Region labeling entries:
----------
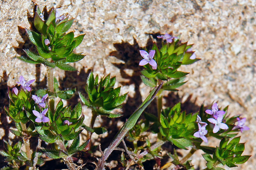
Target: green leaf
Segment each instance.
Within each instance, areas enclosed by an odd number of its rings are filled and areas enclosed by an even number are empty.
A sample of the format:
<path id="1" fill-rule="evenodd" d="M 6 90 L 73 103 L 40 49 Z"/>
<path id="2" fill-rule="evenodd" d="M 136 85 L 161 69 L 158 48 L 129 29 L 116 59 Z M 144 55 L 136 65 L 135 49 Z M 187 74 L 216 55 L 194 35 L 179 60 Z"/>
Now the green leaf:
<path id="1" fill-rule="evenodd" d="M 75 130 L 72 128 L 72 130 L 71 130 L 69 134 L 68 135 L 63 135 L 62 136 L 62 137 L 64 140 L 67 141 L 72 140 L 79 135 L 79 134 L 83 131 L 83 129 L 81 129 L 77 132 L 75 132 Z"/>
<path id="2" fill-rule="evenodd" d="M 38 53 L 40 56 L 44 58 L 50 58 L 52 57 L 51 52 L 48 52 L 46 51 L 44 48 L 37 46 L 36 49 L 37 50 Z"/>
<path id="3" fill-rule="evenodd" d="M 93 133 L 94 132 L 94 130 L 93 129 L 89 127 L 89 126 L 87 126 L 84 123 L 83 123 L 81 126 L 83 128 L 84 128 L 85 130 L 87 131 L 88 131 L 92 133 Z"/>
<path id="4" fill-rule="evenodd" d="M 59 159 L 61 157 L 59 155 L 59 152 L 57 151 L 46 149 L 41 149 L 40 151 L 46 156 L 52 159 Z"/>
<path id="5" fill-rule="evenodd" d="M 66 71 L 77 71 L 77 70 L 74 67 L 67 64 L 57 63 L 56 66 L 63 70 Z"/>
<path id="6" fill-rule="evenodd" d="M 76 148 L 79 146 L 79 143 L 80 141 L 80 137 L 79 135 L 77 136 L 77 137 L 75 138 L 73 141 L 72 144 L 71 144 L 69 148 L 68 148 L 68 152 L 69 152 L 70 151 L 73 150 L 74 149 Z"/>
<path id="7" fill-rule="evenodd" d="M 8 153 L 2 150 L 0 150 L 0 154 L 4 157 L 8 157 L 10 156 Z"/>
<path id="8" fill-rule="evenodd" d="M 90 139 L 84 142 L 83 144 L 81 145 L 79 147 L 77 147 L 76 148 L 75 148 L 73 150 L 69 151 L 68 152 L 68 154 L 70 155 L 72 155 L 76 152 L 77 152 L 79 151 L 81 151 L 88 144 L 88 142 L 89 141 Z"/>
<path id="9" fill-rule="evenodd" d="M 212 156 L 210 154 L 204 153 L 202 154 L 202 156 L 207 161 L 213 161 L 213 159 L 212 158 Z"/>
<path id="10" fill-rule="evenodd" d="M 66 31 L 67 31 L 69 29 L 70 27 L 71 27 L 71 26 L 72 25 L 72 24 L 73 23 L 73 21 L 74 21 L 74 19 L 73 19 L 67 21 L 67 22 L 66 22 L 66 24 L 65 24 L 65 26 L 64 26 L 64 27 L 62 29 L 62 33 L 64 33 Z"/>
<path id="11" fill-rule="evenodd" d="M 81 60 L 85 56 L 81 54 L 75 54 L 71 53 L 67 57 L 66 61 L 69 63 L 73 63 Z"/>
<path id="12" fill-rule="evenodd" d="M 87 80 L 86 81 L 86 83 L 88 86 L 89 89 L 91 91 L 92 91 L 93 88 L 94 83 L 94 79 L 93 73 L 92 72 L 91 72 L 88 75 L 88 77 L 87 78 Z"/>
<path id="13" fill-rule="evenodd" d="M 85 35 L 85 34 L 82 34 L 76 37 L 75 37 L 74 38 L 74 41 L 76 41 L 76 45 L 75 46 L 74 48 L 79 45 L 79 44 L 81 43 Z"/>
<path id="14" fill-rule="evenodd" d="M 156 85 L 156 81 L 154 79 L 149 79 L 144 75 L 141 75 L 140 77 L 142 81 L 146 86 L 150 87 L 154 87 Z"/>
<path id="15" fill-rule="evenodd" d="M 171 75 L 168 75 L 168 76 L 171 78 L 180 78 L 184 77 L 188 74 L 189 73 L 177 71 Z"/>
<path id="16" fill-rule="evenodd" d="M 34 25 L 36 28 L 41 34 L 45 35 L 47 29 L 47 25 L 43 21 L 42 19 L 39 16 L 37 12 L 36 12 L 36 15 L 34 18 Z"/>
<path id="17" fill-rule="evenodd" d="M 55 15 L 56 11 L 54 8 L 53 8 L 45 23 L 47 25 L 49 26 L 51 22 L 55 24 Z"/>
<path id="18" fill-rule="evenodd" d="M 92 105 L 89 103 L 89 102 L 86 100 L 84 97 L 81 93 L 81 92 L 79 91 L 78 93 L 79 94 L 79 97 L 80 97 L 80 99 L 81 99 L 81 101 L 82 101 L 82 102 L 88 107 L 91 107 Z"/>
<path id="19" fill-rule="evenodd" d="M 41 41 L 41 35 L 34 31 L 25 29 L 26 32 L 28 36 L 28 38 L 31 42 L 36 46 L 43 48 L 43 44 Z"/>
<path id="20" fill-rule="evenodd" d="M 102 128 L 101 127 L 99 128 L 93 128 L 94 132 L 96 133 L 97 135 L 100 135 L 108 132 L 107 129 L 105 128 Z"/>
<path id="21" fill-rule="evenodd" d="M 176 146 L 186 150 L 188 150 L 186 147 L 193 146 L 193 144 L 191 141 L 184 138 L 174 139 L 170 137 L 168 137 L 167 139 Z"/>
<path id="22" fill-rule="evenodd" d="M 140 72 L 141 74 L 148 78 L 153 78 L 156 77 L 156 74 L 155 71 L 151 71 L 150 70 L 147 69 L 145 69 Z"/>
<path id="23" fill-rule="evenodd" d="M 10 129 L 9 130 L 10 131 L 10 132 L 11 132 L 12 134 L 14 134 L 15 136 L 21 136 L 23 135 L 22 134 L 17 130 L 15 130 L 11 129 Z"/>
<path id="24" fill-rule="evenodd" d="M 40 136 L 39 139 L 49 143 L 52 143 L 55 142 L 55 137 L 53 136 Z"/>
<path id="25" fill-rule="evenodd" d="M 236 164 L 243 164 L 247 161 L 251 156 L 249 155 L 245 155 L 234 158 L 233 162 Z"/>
----------
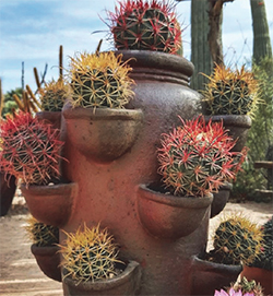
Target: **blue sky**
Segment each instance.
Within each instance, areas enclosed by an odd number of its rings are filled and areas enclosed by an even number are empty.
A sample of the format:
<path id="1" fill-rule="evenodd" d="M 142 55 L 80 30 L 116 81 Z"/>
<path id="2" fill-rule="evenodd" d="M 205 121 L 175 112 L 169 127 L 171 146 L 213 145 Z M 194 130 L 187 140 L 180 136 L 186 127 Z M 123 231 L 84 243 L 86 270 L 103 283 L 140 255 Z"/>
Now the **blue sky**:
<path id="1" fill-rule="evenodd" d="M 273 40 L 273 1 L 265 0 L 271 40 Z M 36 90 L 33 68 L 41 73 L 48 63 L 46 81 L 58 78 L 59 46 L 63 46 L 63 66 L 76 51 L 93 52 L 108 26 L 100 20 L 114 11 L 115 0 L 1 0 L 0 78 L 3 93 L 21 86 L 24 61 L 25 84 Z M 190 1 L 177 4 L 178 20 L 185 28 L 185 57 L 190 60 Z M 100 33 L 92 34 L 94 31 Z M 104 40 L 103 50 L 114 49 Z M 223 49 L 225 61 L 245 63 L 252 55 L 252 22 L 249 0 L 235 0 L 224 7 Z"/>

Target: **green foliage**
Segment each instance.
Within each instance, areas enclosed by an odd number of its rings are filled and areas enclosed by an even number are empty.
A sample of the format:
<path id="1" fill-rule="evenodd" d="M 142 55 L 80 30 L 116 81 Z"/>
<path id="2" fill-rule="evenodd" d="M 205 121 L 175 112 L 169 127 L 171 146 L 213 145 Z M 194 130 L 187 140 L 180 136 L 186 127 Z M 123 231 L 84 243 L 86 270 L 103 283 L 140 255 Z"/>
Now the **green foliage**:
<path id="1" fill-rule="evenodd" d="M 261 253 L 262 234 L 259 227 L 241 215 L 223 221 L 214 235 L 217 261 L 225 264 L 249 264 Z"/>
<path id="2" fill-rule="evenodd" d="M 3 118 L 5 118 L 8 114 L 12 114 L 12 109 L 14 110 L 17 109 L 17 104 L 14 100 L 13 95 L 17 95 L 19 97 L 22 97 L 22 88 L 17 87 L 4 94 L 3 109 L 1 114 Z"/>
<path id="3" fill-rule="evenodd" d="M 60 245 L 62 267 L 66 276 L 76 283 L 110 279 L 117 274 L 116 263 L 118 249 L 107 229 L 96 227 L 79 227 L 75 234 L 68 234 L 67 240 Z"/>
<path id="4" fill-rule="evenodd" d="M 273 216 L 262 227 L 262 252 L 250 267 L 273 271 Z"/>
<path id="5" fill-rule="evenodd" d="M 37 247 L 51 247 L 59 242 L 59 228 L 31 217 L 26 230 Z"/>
----------
Change "Segment" to "Outline" in the lines of the entries running from the one containing "Target: green leaf" through the one containing "Now the green", leaving everything else as it is. Return only those lines.

Target: green leaf
Outline each instance.
Within each instance, areas enclosed by an odd number of its rings are filled and areas enclosed by an even number are empty.
A sample of the format:
<path id="1" fill-rule="evenodd" d="M 6 90 L 73 103 L 40 49 Z"/>
<path id="2" fill-rule="evenodd" d="M 136 85 L 161 69 L 158 48 L 129 29 L 116 59 Z M 144 55 L 136 65 L 135 49 Z M 187 74 L 216 55 L 194 35 L 179 60 Z"/>
Now the green leaf:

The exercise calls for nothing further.